TASK: From the line with "crowd, that would be most appreciated." through the final line, transcribe the material below character for character; include no other lines.

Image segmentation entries
:::::
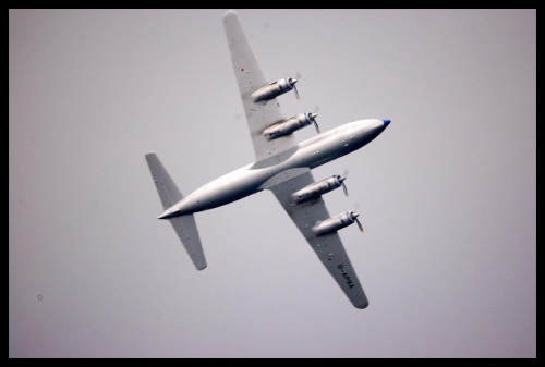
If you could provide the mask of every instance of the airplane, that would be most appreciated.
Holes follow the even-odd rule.
[[[194,213],[217,208],[264,189],[272,192],[355,308],[368,299],[350,262],[338,231],[358,223],[354,211],[330,216],[323,195],[343,187],[346,176],[332,175],[316,182],[312,169],[355,151],[377,137],[390,120],[367,119],[346,123],[320,133],[316,113],[304,112],[286,119],[277,97],[294,89],[296,78],[269,83],[265,78],[238,15],[229,10],[223,27],[239,85],[255,161],[227,173],[192,194],[183,196],[158,156],[145,155],[164,211],[197,270],[206,268]],[[294,132],[314,124],[317,135],[298,143]]]

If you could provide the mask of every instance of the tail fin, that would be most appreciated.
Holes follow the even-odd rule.
[[[162,166],[159,157],[157,157],[155,152],[148,152],[146,155],[146,160],[149,166],[149,171],[152,171],[152,176],[154,178],[164,209],[180,201],[183,195]],[[174,228],[180,241],[182,241],[195,268],[197,270],[206,268],[206,259],[204,257],[203,246],[201,245],[201,238],[198,237],[198,231],[193,215],[174,217],[169,219],[169,221]]]

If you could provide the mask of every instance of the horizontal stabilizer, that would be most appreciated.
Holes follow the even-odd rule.
[[[162,166],[159,157],[157,157],[155,152],[148,152],[146,155],[146,160],[147,164],[149,166],[149,171],[152,171],[152,176],[154,178],[155,186],[157,187],[157,192],[159,193],[164,209],[168,209],[172,205],[183,199],[182,193]],[[190,255],[191,260],[195,265],[195,268],[197,270],[203,270],[204,268],[206,268],[206,259],[204,256],[203,246],[201,245],[201,238],[198,236],[194,216],[187,215],[174,217],[169,219],[169,221],[174,228],[174,231],[180,237],[180,241],[182,241],[182,244]]]
[[[155,186],[157,187],[157,192],[161,198],[162,208],[167,209],[180,201],[183,198],[183,195],[162,166],[159,157],[152,151],[146,155],[146,160],[147,166],[149,166],[149,171],[152,171]]]

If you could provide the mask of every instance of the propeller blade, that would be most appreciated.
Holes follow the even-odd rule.
[[[344,196],[348,196],[347,185],[344,185],[344,179],[341,181],[342,189],[344,191]]]
[[[362,223],[360,223],[360,220],[358,218],[355,218],[355,222],[358,223],[360,231],[363,233],[363,225],[362,225]]]
[[[293,91],[295,91],[295,98],[299,100],[301,98],[299,98],[299,91],[298,91],[298,87],[295,86],[295,84],[293,84]]]

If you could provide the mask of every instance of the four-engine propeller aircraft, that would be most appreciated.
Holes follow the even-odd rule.
[[[315,113],[286,119],[277,97],[291,89],[296,94],[298,81],[287,77],[268,83],[233,11],[223,15],[223,26],[254,145],[255,162],[184,197],[157,155],[148,152],[146,160],[165,209],[159,219],[172,223],[193,264],[202,270],[206,268],[206,259],[194,213],[269,189],[352,304],[356,308],[367,307],[367,297],[337,233],[354,222],[363,232],[359,215],[348,211],[331,217],[322,198],[341,186],[347,193],[346,178],[334,175],[316,182],[311,170],[360,149],[377,137],[390,121],[360,120],[319,134]],[[293,132],[311,124],[315,124],[318,135],[298,144]]]

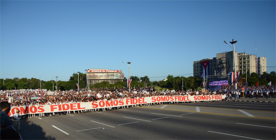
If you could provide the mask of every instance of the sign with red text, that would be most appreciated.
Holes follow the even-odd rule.
[[[12,107],[9,115],[12,116],[17,110],[20,110],[21,115],[77,111],[85,109],[118,107],[122,106],[143,104],[145,103],[164,102],[190,102],[194,101],[220,100],[226,97],[225,95],[196,95],[196,96],[160,96],[144,98],[122,99],[114,100],[98,100],[62,104],[45,105],[40,106],[23,106]]]

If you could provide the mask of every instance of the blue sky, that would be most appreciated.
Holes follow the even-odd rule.
[[[275,70],[275,1],[1,1],[1,78],[68,81],[87,69],[150,80],[193,76],[193,62],[235,50]],[[55,77],[54,78],[53,78]]]

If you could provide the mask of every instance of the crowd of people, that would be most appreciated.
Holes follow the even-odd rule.
[[[245,98],[250,98],[253,99],[254,97],[257,99],[258,97],[266,97],[268,99],[269,97],[274,97],[275,96],[276,88],[274,86],[253,86],[243,87],[244,90],[242,90],[243,87],[237,87],[237,93],[235,93],[235,86],[223,86],[219,90],[220,92],[226,94],[228,98],[230,96],[236,96],[236,98],[240,98],[244,96]]]
[[[157,92],[153,87],[137,88],[131,89],[128,92],[128,89],[118,88],[112,89],[112,91],[105,89],[92,89],[89,90],[81,89],[79,91],[47,91],[46,90],[13,90],[1,91],[0,105],[1,107],[1,137],[5,137],[7,133],[15,134],[15,139],[21,139],[16,129],[12,126],[14,120],[14,126],[17,126],[18,130],[20,130],[20,119],[23,117],[32,118],[38,117],[50,116],[51,115],[62,115],[71,113],[81,113],[89,112],[106,111],[108,110],[117,109],[128,107],[134,107],[139,106],[154,105],[157,104],[178,103],[179,102],[169,101],[165,102],[149,103],[144,104],[126,105],[120,107],[108,107],[99,109],[91,109],[77,111],[69,111],[56,112],[51,113],[44,113],[39,114],[27,114],[20,115],[20,110],[17,110],[12,117],[8,115],[11,108],[13,106],[34,106],[52,104],[62,104],[63,103],[79,103],[83,102],[93,102],[99,100],[112,100],[134,98],[143,98],[156,96],[181,96],[181,95],[225,95],[226,98],[221,101],[225,101],[227,98],[232,100],[232,97],[237,97],[242,96],[242,92],[244,92],[245,98],[253,98],[256,97],[266,97],[267,98],[275,97],[276,88],[274,86],[246,86],[242,90],[242,87],[237,87],[237,91],[234,92],[235,87],[222,86],[218,91],[207,91],[206,92],[201,92],[198,91],[163,91]],[[205,102],[208,101],[200,101]],[[191,101],[189,102],[195,102]],[[181,103],[181,102],[180,102]],[[5,132],[5,133],[4,133]]]
[[[137,88],[135,90],[131,89],[130,92],[128,89],[121,88],[113,89],[112,91],[108,89],[92,89],[90,90],[80,90],[79,91],[52,91],[39,89],[25,90],[10,90],[3,91],[1,94],[1,101],[6,101],[13,106],[45,105],[53,104],[62,104],[63,103],[73,103],[83,102],[93,102],[98,100],[113,100],[126,98],[143,98],[155,96],[169,95],[177,96],[195,95],[197,91],[163,91],[156,92],[154,88]],[[209,93],[203,93],[198,92],[200,95],[205,95]],[[218,94],[218,93],[216,93]],[[99,97],[97,94],[100,95]],[[170,102],[163,103],[152,103],[140,104],[139,105],[152,105],[157,104],[175,103],[177,102]],[[45,117],[49,116],[66,115],[71,113],[81,113],[87,112],[95,112],[97,111],[106,111],[107,110],[117,109],[137,106],[135,105],[123,106],[119,107],[108,107],[99,109],[91,109],[77,111],[68,111],[64,112],[56,112],[44,113],[40,114],[27,114],[22,115],[22,117],[33,118]]]
[[[1,92],[1,101],[6,101],[13,106],[35,106],[45,105],[57,105],[64,103],[80,103],[83,102],[93,102],[98,100],[113,100],[126,98],[142,98],[155,96],[178,96],[178,95],[209,95],[221,94],[226,95],[226,98],[232,99],[232,97],[240,97],[242,94],[242,87],[238,87],[237,94],[234,93],[234,86],[222,87],[220,90],[216,91],[207,91],[202,93],[198,91],[164,91],[156,92],[153,87],[137,88],[135,89],[131,89],[128,92],[128,89],[118,88],[112,89],[91,89],[90,90],[81,89],[79,91],[52,91],[47,90],[14,90],[10,91],[2,91]],[[245,87],[244,92],[245,97],[257,98],[259,96],[268,97],[268,95],[275,96],[275,88],[274,86],[252,86]],[[100,96],[98,96],[100,95]],[[177,102],[168,102],[163,103],[152,103],[140,104],[139,106],[148,106],[157,104],[177,103]],[[33,118],[38,117],[45,117],[55,115],[66,115],[71,113],[81,113],[88,112],[95,112],[97,111],[106,111],[107,110],[117,109],[137,106],[135,105],[128,105],[116,107],[108,107],[99,109],[91,109],[86,110],[68,111],[63,112],[56,112],[51,113],[44,113],[39,114],[27,114],[22,115],[21,117]]]

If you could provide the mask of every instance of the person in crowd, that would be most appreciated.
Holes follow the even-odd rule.
[[[19,114],[20,111],[19,110],[16,110],[16,113],[14,113],[13,118],[14,118],[14,127],[17,128],[19,130],[20,129],[20,114]]]

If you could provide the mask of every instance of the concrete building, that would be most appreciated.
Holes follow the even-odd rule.
[[[256,56],[254,55],[247,54],[245,53],[238,54],[235,51],[236,70],[240,71],[242,74],[249,72],[256,73],[260,76],[264,71],[266,71],[266,58],[260,57],[257,58],[256,64]],[[193,63],[193,75],[194,77],[203,78],[203,66],[202,62],[208,64],[205,71],[207,79],[213,78],[218,80],[228,80],[228,74],[233,71],[233,51],[217,53],[216,57],[212,59],[210,58],[194,61]]]
[[[194,61],[193,63],[194,77],[201,77],[202,76],[204,69],[202,62],[206,61],[208,61],[208,62],[205,70],[205,75],[210,76],[210,75],[215,74],[217,59],[216,57],[214,57],[213,59],[207,58],[200,61]]]
[[[256,73],[256,56],[242,53],[238,54],[238,69],[242,74]]]
[[[264,72],[266,72],[266,58],[259,57],[257,58],[257,74],[260,76]]]
[[[122,81],[124,78],[121,70],[89,69],[87,70],[86,75],[86,87],[102,81],[115,84],[118,81]]]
:::::
FINAL RESULT:
If you could provide the mask of every instance of the person in crowd, that would be most appreciated.
Holes follow the even-odd rule.
[[[19,114],[20,111],[19,110],[16,110],[16,113],[14,113],[13,118],[14,118],[14,127],[17,128],[19,130],[20,129],[20,114]]]

If you could provide the mask of every instance of the concrete building, that would be most appreciated.
Holes follow the even-odd rule.
[[[256,56],[254,55],[247,54],[245,53],[238,54],[235,51],[236,70],[240,71],[242,74],[249,72],[256,73],[260,76],[264,71],[266,71],[266,58],[260,57],[257,58],[256,64]],[[193,63],[193,75],[194,77],[203,78],[203,66],[202,62],[208,64],[205,71],[207,79],[213,78],[218,80],[228,80],[228,74],[233,71],[233,51],[217,53],[216,57],[212,59],[210,58],[194,61]]]
[[[194,61],[193,63],[194,77],[201,77],[202,76],[204,69],[202,62],[206,61],[208,61],[208,62],[205,70],[205,75],[210,76],[210,75],[215,74],[217,59],[216,57],[214,57],[213,59],[207,58],[200,61]]]
[[[256,73],[256,56],[242,53],[238,54],[238,69],[242,74]]]
[[[264,72],[266,72],[266,58],[259,57],[257,58],[257,74],[260,76]]]
[[[122,81],[124,78],[121,70],[89,69],[87,70],[86,75],[86,87],[102,81],[115,84],[118,81]]]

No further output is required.